*Your objective*.
Copy out all of the material below, line for line and without any change.

*Material for the task*.
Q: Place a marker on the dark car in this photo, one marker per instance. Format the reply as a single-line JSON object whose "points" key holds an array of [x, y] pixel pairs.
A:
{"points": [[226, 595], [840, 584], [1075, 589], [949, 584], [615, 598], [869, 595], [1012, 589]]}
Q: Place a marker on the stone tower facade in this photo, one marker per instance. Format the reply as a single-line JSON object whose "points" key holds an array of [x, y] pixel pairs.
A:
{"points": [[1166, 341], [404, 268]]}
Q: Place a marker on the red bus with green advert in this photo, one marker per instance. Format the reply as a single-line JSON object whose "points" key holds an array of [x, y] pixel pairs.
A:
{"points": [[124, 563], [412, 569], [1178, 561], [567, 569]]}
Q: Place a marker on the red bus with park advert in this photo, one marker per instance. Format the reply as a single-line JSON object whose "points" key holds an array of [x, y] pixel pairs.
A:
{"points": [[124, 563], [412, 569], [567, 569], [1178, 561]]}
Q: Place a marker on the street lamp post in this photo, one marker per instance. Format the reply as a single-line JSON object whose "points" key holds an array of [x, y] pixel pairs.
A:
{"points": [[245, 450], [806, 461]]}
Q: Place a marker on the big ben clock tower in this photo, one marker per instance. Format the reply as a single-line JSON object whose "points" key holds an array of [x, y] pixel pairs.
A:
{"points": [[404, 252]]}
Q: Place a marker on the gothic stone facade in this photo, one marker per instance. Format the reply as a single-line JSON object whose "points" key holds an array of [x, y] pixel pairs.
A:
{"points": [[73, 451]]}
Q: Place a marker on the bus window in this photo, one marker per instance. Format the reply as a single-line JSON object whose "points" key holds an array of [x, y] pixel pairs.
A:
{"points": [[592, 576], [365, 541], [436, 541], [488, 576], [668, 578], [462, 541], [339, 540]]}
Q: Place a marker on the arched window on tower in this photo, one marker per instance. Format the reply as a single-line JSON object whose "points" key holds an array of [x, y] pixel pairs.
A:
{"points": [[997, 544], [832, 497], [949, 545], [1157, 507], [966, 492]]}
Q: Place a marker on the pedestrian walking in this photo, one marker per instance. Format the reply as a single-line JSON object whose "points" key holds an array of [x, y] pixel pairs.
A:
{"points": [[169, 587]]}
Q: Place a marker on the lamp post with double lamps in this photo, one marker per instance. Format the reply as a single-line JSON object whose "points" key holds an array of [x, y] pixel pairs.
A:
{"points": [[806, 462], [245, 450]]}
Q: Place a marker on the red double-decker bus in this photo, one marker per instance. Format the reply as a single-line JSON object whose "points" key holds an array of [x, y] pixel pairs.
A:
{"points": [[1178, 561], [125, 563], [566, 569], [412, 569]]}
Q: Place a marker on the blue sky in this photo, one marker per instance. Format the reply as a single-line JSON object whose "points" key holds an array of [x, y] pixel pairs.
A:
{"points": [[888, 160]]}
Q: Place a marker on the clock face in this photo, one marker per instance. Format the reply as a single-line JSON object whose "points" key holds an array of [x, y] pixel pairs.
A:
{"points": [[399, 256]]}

*Correct response*.
Q: Place a marker on the dark car in this photo, one marker per instance. Format the reply as a single-line JSON object whose "points" key holds an array of [x, y] pixel pairs.
A:
{"points": [[226, 595], [840, 584], [1075, 589], [949, 584], [615, 598], [869, 595], [1012, 589]]}
Q: Place a marker on the stone tower facade in this photo, one marker per instance. Format the reply as a single-line JSON object whose "points" key holds an array of [x, y] pixel pairs.
A:
{"points": [[1166, 341], [404, 268]]}
Q: Place a marker on the red bus with green advert in this photo, one marker per instance. Format the reply as a single-line JSON object whose "points" key holds an array of [x, y] pixel pairs.
A:
{"points": [[124, 563], [412, 569], [1178, 561], [567, 569]]}
Q: Place a marker on the red bus with park advert in this photo, one marker per instance. Format the reply as a single-line JSON object whose "points" key holds an array of [x, y] pixel pairs.
A:
{"points": [[124, 563], [412, 569], [567, 569], [1178, 561]]}
Q: Place a marker on the street lamp post in this photo, one marker per instance. Format the reply as a single-line JSON object whose "points" key holds an array of [x, y] pixel pairs.
A:
{"points": [[245, 450], [806, 461]]}
Q: Place a marker on the big ben clock tower in this photo, one marker per instance. Format the reply as a single-line JSON object whose "points" key holds an array of [x, y] pixel pairs.
A:
{"points": [[404, 252]]}
Q: Place a marker on the gothic stone facade in this photo, one marker per instance. Format the reply as a single-line JSON object whose "points" key holds an array of [x, y] pixel pairs.
A:
{"points": [[73, 451]]}
Q: Place a marker on the bus window in this photo, one marker per instance. Format the reply as a single-line JSON object whose "points" key holds an array of [x, y] pixel pairs.
A:
{"points": [[592, 576], [365, 541], [436, 541], [488, 576], [668, 578], [462, 541], [339, 540]]}
Q: Place a marker on the arched window on tower in this photo, one marker per instance. Format the reply as a single-line JSON object whose "points" key holds an array of [x, y] pixel pairs.
A:
{"points": [[997, 544], [832, 497], [949, 545], [1157, 507], [966, 492]]}
Q: Place a marker on the pedestrian walking in this photo, one marker per instance. Format the reply as a single-line JSON object whose "points" key holds an array of [x, y] pixel pairs.
A:
{"points": [[169, 587]]}
Q: Place a marker on the lamp post with double lamps in this photo, one marker per instance. Format the reply as a single-line JSON object whose "points" key holds an array of [x, y] pixel pairs.
A:
{"points": [[806, 462], [245, 450]]}
Q: Place a marker on the red double-decker bus in this photo, one marker per instance. Format the reply as a single-line JSON object whose "points" key holds an array of [x, y] pixel pairs.
A:
{"points": [[1178, 561], [125, 563], [566, 569], [412, 569]]}
Q: Place a marker on the blue sky in this photo, one marker per instance. Format the reply as a single-line JSON object whose "points" key holds an array of [x, y] pixel pairs.
A:
{"points": [[888, 160]]}
Q: Place a marker on the clock face in this photo, one marker per instance. Format the reply as a single-line JSON object whose "points" key holds an array of [x, y] pixel pairs.
A:
{"points": [[399, 256]]}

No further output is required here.